■ **Суть задания**
Подхватите рассуждение о литературе по Бартлби и напишите его продолжение, начиная сразу после последнего приведенного предложения.

■ **Исходный текст**
На связь литературной стратегии предельного зависания в неопределенности с жизненным праксисом наиболее метко указал Делёз. «Если бы Бартлби отказывался, его можно было бы счесть мятежником или бунтовщиком и в этом качестве наделить социальной ролью. Но его формула расчленяет всякий речевой акт, превращая Бартлби в сущего изгоя, который не может быть приписан ни к одной социальной категории» [7]. Но из этого так же следует и невозможность литературной идентичности по принципу Бартлби. Проще говоря, недостаточно отказаться от письма, чтобы оказаться в его компании, как полагает Вила-Матас. Общность здесь может пониматься лишь метафорически. Концептуально здесь возможно лишь обнаружение однородности самого движения литературы — по направлению к той точке, где письмо замирает на пределе своего отсутствия. Литература по Бартлби могла бы быть понята, как тот неизбежный пробел между словами всякого текста, который позволяет смыслам замирать, растворяясь в белизне бумаги. Именно здесь опыт Луи-Комбе намечает свой особенный маршрут.

«Думал я очень мало. Возможно, слова канули в пробел, как случается в приступе бессонницы, когда тебя вдруг касается заря, а тебя ничего не касается. Я лишь время от времени говорил себе: я жду. Но это была скорее не осознанная фраза, а телесное предчувствие как бы на полях глагола. … И только. И ожидание мое пребывало в каком-то горячечном месте далеко от вещей, что даже не дрогнуло, не отвлеклось, когда подточенная собственной пустотой начала распадаться моя одежда. Оно не ослабло. Оно не усилилось еще более. (Воля с самого начала не имела к этому приключению доступа.) Оно оставалось равным себе в ровной праздности пробела» [8].

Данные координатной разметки
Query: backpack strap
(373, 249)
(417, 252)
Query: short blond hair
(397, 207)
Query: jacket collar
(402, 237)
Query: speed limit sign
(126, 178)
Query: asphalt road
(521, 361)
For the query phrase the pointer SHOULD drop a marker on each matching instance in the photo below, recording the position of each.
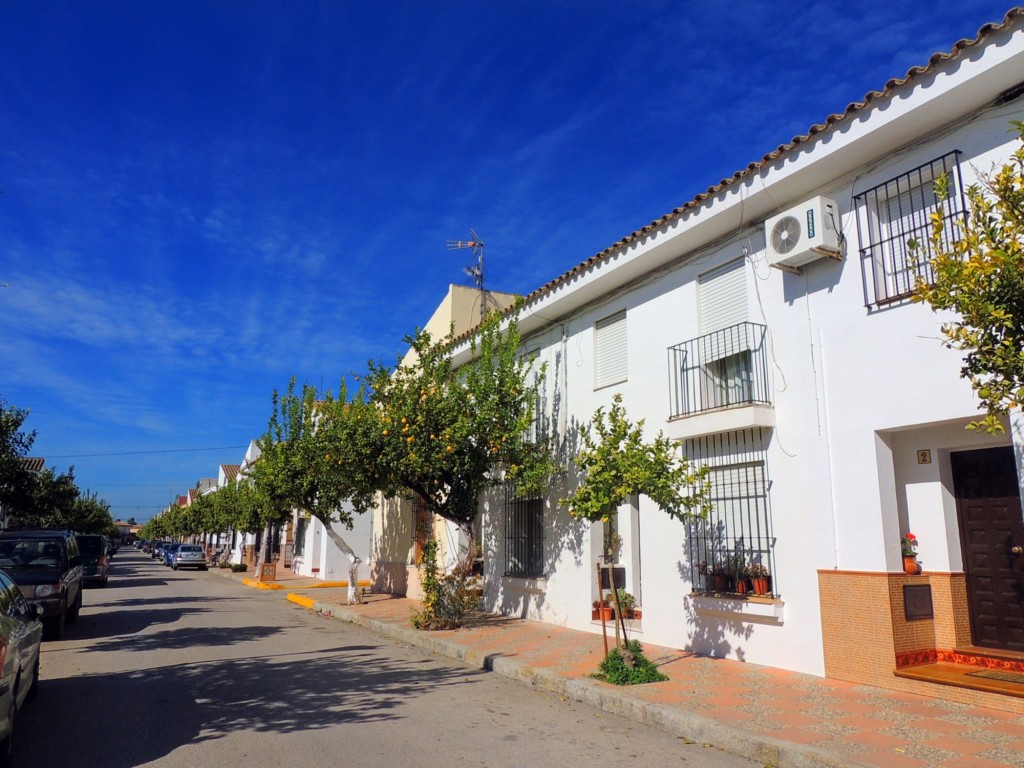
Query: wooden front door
(988, 507)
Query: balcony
(720, 373)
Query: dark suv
(47, 567)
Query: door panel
(988, 507)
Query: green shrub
(448, 600)
(628, 666)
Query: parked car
(188, 556)
(20, 633)
(169, 551)
(46, 565)
(95, 558)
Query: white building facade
(791, 361)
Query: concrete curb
(678, 722)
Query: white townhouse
(765, 326)
(315, 555)
(400, 525)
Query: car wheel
(54, 626)
(76, 608)
(8, 743)
(34, 688)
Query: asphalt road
(190, 669)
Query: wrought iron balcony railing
(724, 369)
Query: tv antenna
(474, 270)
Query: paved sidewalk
(781, 719)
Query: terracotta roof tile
(33, 463)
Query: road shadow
(111, 623)
(164, 709)
(190, 637)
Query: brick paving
(780, 718)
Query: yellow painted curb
(333, 585)
(305, 602)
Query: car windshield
(35, 552)
(90, 545)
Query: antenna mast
(475, 270)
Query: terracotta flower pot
(910, 564)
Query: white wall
(322, 558)
(856, 391)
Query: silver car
(20, 633)
(188, 556)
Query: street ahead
(192, 669)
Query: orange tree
(446, 434)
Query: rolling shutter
(723, 297)
(609, 350)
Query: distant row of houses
(765, 325)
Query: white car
(20, 634)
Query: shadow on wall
(713, 632)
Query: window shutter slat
(610, 350)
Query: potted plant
(738, 569)
(626, 601)
(908, 544)
(721, 577)
(760, 578)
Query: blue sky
(201, 200)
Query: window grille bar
(897, 212)
(737, 532)
(523, 535)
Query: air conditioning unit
(803, 233)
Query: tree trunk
(264, 544)
(353, 559)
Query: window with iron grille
(895, 230)
(735, 541)
(523, 535)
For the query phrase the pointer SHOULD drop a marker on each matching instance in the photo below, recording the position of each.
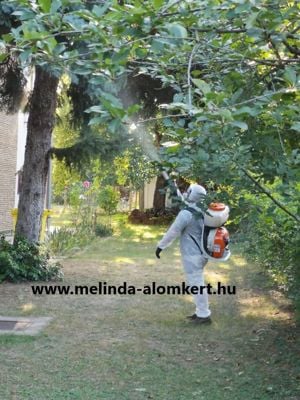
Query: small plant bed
(151, 217)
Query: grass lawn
(141, 347)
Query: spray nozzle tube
(173, 185)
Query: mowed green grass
(142, 347)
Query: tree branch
(269, 194)
(195, 48)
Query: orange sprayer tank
(216, 215)
(217, 242)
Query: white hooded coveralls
(189, 227)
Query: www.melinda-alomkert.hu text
(153, 288)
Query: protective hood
(195, 193)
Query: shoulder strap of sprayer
(197, 214)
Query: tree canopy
(232, 66)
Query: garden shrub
(66, 240)
(270, 238)
(103, 230)
(26, 261)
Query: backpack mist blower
(214, 239)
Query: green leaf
(158, 3)
(202, 85)
(290, 75)
(177, 30)
(247, 110)
(45, 5)
(99, 11)
(239, 124)
(3, 57)
(296, 126)
(202, 155)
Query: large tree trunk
(36, 164)
(159, 197)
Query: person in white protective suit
(189, 226)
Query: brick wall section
(8, 156)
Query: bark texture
(36, 165)
(159, 197)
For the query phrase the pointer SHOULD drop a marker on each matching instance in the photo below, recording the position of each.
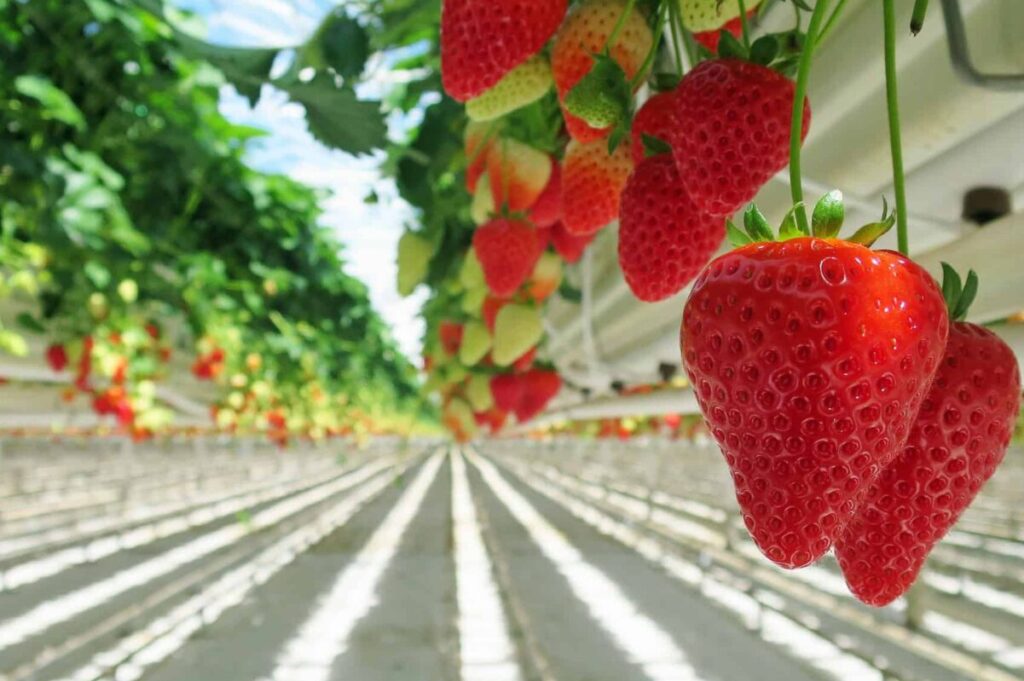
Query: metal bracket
(961, 54)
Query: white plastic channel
(324, 636)
(643, 641)
(486, 652)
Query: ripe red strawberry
(664, 240)
(518, 174)
(548, 208)
(958, 439)
(584, 34)
(592, 184)
(570, 247)
(508, 249)
(507, 390)
(810, 358)
(482, 40)
(450, 335)
(56, 357)
(731, 131)
(655, 119)
(539, 388)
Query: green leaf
(245, 68)
(730, 47)
(764, 50)
(343, 44)
(30, 323)
(736, 237)
(967, 297)
(55, 102)
(757, 225)
(826, 220)
(654, 145)
(337, 118)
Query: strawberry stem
(797, 127)
(892, 101)
(620, 25)
(743, 23)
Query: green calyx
(958, 295)
(602, 97)
(826, 221)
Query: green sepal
(958, 295)
(828, 215)
(730, 47)
(736, 236)
(764, 50)
(790, 228)
(654, 145)
(757, 225)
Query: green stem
(830, 24)
(620, 25)
(742, 20)
(797, 127)
(892, 101)
(653, 49)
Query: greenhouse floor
(562, 561)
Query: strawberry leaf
(828, 214)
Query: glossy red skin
(540, 387)
(655, 119)
(664, 240)
(507, 251)
(731, 132)
(810, 358)
(482, 40)
(958, 439)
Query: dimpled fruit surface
(810, 358)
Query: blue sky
(369, 232)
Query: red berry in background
(592, 184)
(56, 357)
(507, 389)
(810, 358)
(450, 335)
(570, 247)
(539, 388)
(731, 131)
(586, 33)
(664, 240)
(655, 119)
(508, 250)
(482, 40)
(958, 439)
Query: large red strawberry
(655, 119)
(508, 250)
(539, 387)
(664, 240)
(592, 184)
(482, 40)
(810, 358)
(507, 390)
(731, 131)
(570, 247)
(586, 33)
(960, 437)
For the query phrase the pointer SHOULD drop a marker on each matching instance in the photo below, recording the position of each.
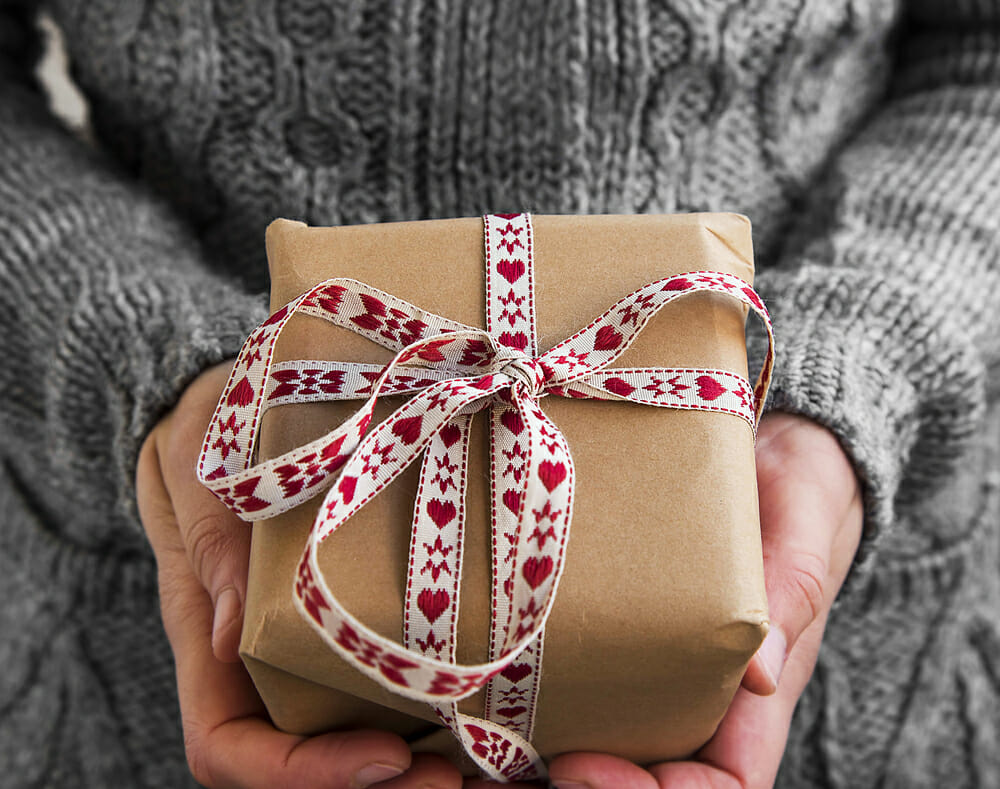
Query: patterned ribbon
(454, 371)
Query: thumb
(216, 541)
(810, 512)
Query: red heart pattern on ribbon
(454, 371)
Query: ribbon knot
(453, 371)
(531, 374)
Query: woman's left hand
(811, 517)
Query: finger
(598, 771)
(229, 743)
(807, 494)
(216, 541)
(747, 748)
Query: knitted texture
(859, 136)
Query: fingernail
(772, 653)
(227, 609)
(375, 773)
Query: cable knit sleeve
(108, 308)
(886, 299)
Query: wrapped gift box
(662, 602)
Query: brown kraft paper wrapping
(662, 603)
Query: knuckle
(208, 541)
(806, 582)
(196, 759)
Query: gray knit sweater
(860, 136)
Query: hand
(811, 516)
(202, 553)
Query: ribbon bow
(454, 371)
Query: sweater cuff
(143, 341)
(891, 380)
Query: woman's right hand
(202, 553)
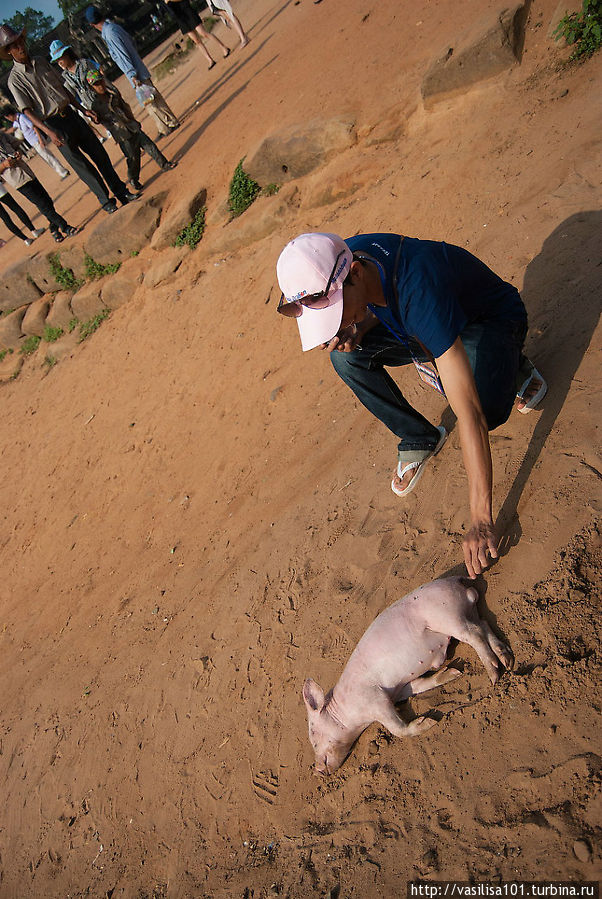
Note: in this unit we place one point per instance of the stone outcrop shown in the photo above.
(60, 312)
(86, 303)
(10, 329)
(40, 273)
(176, 216)
(57, 349)
(121, 287)
(127, 232)
(16, 288)
(10, 366)
(34, 320)
(166, 265)
(493, 44)
(299, 150)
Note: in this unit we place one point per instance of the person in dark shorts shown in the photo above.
(17, 174)
(11, 203)
(190, 24)
(377, 300)
(116, 115)
(124, 53)
(40, 93)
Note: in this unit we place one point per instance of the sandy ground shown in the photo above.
(196, 515)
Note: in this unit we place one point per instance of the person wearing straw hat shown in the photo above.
(377, 300)
(40, 93)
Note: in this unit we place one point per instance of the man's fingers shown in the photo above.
(468, 560)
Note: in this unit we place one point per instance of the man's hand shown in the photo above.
(345, 341)
(480, 540)
(56, 140)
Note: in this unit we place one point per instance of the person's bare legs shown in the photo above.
(202, 34)
(243, 38)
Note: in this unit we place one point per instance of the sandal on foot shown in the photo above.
(537, 397)
(415, 460)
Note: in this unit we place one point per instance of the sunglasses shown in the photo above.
(312, 301)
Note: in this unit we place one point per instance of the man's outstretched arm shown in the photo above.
(460, 388)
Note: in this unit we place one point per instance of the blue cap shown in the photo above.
(57, 48)
(93, 15)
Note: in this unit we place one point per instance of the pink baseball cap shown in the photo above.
(303, 268)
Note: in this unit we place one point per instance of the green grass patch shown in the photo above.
(243, 191)
(64, 277)
(94, 270)
(193, 232)
(89, 327)
(584, 29)
(52, 334)
(29, 345)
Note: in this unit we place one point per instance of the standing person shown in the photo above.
(223, 9)
(11, 203)
(384, 299)
(124, 53)
(191, 25)
(17, 174)
(34, 136)
(74, 70)
(116, 115)
(40, 93)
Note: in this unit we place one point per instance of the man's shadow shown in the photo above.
(562, 290)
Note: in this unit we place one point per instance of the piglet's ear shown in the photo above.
(313, 695)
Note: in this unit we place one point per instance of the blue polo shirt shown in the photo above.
(123, 51)
(441, 289)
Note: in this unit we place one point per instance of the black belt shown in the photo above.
(61, 112)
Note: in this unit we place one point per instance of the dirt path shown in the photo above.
(196, 515)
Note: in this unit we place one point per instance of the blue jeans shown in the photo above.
(494, 350)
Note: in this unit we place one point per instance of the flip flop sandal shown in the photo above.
(537, 397)
(415, 459)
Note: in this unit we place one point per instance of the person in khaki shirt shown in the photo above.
(16, 173)
(39, 92)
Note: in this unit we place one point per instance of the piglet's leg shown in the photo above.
(395, 725)
(429, 682)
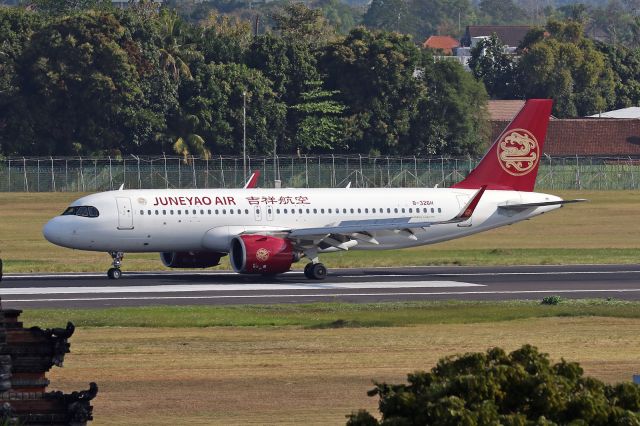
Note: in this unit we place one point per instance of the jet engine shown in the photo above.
(261, 254)
(191, 259)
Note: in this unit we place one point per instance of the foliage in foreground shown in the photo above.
(521, 388)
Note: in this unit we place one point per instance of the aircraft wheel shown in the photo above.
(317, 271)
(114, 273)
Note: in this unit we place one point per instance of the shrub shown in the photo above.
(520, 388)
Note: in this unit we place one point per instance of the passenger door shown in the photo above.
(125, 213)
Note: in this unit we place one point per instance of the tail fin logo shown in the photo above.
(518, 152)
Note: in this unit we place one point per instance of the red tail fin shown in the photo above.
(512, 161)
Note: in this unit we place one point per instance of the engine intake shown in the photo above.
(197, 259)
(261, 254)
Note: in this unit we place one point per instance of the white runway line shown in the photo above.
(336, 273)
(234, 287)
(318, 295)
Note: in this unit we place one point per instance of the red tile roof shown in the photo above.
(444, 43)
(511, 35)
(587, 136)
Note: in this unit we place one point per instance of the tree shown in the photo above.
(290, 65)
(496, 68)
(82, 81)
(320, 126)
(455, 111)
(66, 7)
(177, 51)
(501, 12)
(210, 117)
(567, 67)
(374, 74)
(520, 388)
(295, 21)
(16, 28)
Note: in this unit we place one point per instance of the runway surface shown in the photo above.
(347, 285)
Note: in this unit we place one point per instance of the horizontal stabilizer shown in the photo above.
(520, 207)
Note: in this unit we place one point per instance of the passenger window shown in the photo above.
(93, 212)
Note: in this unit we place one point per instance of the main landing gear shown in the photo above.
(315, 271)
(115, 273)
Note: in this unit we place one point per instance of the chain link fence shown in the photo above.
(99, 174)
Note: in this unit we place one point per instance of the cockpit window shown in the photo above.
(84, 211)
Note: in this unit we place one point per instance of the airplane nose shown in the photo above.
(55, 232)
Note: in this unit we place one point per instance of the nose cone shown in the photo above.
(56, 232)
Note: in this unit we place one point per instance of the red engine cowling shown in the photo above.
(197, 259)
(261, 254)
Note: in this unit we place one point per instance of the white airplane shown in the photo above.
(266, 230)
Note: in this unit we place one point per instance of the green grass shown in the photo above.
(600, 231)
(329, 315)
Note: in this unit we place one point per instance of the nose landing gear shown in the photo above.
(115, 273)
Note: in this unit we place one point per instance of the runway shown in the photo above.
(346, 285)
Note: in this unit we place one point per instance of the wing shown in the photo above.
(346, 234)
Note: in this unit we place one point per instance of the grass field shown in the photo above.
(602, 231)
(157, 372)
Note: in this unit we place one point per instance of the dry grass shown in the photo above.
(291, 376)
(586, 231)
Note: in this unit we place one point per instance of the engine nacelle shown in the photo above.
(261, 254)
(195, 259)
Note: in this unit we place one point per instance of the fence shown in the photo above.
(99, 174)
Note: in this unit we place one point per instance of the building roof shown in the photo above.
(631, 112)
(504, 110)
(444, 43)
(511, 35)
(587, 137)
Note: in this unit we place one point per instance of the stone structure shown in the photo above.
(26, 355)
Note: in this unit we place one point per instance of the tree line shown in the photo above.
(583, 76)
(92, 80)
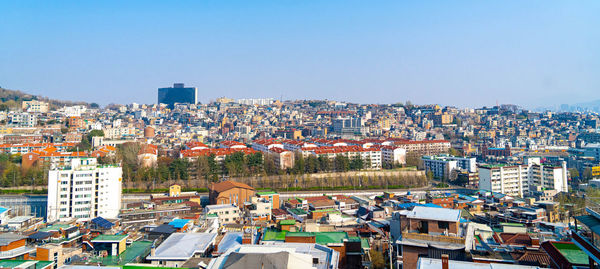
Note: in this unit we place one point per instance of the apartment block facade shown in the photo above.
(84, 189)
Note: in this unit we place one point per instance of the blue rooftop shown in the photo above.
(179, 223)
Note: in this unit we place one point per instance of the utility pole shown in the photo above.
(390, 250)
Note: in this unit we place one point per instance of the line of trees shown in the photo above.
(234, 165)
(12, 174)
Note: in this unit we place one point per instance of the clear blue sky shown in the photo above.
(464, 53)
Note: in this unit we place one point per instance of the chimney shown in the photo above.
(444, 261)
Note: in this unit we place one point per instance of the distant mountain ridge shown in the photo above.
(14, 98)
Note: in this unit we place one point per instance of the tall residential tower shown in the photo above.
(84, 190)
(177, 94)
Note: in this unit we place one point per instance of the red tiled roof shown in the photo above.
(217, 152)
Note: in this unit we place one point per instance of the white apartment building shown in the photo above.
(85, 190)
(23, 119)
(512, 180)
(393, 155)
(265, 145)
(35, 106)
(443, 165)
(517, 180)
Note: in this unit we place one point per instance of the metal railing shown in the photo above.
(15, 252)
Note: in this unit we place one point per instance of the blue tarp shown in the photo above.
(230, 240)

■ **Результат выполнения**
Движение письма Луи-Комбе предполагает начатое Мелвиллом «приключение». По ту сторону воли и необходимости, по направлению к такого рода пустоте, где слова лишь сцепляют материальный эффект с литературным вымыслом. Однако если формула знаменитого американского писателя была сильно зависима от «я» говорящего («я бы предпочел не» / “I would prefer not to”), то Луи-Комбе изменяет структуру встречи. Здесь уже герой сталкивается не с человеком отсутствия, но с самим отсутствием в чистом виде. А сам рассказчик постепенно теряет «человеческий облик». Предельная пассивность здесь выведена за рамки антропологических моделей. Материал письма воздействует на материю вещей и тела. Материальность пробела между словами оказывает больший эффект нежели сами слова. Пустота литературы оказывается зримой и чувственной одновременно. Уже не некое «я», но нечто предпочло бы не. Однако предпочтение материи письма выводит текст на уровень иного режима взаимодействия всех элементов мироздания — слов, вещей, пустоты и смыслов. Но, что действительно потрясает — это настойчивое, несмотря ни на что, присутствие материальных элементов.

«Продолжали существовать материальные элементы: я мог их видеть, касаться, опираться на них. В основании, наверху и по бокам стены по-прежнему находились обои, о которых я уже упоминал. Я ощущал материальную толщу конструкции, которую называют перегородкой или, на наречии моего города, простенком. Но от нее уцелели лишь остатки, как этакий скалистый берег или хаос. В остальном же то, что было стеной, стало всего лишь пробелом, недоступным для соприкосновения, без толщины, без субстанции — и однако данным как прекрасно доступный зрению в своей непрозрачности материальный факт» [9].


[1] Виктор Лапицкий Между мифом и жизнью // Клод Луи-Комбе Черный пробел. Избранные произведения. Пер. с фр., сост., послесловие В. Лапицкого. СПб.: Издательством Ивана Лимбаха, 2016. С. 438.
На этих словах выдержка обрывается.